> _Listed records_
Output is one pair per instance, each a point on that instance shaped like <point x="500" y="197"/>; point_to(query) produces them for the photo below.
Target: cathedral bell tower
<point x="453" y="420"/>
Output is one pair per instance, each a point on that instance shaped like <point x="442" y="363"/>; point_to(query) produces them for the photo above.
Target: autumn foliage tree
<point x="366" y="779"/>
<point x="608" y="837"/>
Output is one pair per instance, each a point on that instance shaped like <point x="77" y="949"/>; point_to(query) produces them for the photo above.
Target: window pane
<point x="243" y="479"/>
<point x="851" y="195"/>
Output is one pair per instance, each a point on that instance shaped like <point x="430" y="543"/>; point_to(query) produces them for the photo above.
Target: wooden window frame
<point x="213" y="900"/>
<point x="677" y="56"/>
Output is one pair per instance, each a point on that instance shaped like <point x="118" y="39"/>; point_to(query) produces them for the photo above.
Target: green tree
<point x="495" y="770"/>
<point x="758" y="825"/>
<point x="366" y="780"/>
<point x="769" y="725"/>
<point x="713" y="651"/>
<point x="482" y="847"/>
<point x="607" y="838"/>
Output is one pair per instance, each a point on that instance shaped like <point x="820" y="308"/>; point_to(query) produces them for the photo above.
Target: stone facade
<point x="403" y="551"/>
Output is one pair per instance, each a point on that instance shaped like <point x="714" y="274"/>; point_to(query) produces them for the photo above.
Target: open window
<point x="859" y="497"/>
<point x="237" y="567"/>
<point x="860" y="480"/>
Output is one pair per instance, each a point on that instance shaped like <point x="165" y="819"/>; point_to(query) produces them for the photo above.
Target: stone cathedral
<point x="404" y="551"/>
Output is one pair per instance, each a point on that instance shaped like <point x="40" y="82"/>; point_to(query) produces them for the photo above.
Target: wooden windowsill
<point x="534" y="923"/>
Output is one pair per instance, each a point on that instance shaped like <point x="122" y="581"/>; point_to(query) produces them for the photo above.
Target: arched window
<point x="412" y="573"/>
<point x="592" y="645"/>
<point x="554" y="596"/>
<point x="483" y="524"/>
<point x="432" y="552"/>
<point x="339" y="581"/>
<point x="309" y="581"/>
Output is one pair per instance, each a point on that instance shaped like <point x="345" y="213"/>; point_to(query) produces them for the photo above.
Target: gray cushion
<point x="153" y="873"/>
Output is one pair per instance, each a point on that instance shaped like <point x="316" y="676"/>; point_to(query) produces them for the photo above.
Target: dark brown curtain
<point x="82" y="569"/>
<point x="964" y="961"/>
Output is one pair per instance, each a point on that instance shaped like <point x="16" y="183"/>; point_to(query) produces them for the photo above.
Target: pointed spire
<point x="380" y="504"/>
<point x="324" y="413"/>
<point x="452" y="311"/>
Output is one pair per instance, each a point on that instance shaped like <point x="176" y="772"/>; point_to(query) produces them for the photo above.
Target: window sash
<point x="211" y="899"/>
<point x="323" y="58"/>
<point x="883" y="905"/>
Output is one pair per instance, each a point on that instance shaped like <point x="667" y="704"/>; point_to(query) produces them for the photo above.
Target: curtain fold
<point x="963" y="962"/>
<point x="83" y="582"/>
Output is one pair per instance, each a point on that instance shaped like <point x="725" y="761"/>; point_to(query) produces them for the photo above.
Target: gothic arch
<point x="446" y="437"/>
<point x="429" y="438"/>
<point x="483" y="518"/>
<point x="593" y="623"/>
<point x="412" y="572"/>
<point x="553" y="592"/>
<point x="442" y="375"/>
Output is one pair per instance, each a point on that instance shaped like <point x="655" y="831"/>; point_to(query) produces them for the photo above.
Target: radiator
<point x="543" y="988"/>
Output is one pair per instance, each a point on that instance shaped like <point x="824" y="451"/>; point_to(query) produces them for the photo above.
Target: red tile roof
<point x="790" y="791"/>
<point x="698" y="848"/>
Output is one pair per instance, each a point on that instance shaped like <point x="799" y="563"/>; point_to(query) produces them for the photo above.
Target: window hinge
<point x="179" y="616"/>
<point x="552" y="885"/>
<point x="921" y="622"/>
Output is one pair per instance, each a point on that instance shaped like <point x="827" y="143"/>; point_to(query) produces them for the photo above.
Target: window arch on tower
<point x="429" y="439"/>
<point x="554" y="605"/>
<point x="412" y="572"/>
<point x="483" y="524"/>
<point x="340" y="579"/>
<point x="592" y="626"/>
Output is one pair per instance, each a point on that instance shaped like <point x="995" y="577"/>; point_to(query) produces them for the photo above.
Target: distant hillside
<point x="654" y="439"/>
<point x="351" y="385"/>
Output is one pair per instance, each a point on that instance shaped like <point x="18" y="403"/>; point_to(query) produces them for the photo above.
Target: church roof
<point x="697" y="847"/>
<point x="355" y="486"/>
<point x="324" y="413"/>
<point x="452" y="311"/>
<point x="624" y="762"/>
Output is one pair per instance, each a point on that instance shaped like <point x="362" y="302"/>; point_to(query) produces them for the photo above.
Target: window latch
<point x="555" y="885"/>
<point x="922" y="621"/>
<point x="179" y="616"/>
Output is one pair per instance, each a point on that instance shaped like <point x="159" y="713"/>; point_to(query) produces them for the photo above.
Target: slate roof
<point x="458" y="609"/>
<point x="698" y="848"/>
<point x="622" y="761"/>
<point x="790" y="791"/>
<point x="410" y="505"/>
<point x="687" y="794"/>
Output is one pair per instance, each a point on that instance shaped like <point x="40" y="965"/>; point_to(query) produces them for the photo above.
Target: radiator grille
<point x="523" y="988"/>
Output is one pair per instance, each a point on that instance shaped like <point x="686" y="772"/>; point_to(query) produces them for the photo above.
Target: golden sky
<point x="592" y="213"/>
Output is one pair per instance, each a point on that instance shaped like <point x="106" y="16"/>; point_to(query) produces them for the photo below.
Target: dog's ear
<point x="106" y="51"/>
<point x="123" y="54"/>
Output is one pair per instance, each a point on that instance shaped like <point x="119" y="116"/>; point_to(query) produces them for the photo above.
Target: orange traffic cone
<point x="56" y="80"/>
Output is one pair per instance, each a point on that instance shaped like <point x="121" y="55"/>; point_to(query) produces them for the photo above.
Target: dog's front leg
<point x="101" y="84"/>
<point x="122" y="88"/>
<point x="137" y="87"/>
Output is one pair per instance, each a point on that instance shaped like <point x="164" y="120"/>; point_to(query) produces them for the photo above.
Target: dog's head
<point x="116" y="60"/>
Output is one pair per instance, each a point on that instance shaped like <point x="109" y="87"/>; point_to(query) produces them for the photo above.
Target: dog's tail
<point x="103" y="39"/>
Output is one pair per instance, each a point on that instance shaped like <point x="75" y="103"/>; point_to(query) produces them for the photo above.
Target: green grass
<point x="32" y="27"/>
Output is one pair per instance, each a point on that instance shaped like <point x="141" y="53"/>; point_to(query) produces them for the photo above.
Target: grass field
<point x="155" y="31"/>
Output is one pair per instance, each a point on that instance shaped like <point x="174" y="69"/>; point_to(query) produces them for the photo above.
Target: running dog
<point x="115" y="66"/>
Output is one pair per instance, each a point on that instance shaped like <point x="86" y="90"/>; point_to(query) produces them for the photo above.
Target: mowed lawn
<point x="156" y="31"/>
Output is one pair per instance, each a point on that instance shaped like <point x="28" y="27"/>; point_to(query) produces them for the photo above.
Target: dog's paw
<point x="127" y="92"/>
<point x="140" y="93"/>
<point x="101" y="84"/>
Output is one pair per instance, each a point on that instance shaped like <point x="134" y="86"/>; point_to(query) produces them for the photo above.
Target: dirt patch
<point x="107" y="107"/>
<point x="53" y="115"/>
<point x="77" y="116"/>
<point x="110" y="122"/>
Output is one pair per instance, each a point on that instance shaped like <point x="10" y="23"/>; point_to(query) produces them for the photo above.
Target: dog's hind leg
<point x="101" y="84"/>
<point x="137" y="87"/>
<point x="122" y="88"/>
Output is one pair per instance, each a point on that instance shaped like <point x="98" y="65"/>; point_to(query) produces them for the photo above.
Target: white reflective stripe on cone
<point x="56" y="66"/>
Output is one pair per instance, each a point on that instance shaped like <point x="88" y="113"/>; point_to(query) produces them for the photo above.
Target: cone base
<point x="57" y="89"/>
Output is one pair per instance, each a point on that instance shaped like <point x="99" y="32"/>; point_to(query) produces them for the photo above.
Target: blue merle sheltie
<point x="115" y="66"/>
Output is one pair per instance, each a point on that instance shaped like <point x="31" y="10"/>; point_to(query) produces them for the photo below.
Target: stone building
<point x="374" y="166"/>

> _What to produce_
List every line of the entries above that contains the string "cone".

> _Result of this exercise_
Target: orange traffic cone
Target: white reflective stripe on cone
Target: cone base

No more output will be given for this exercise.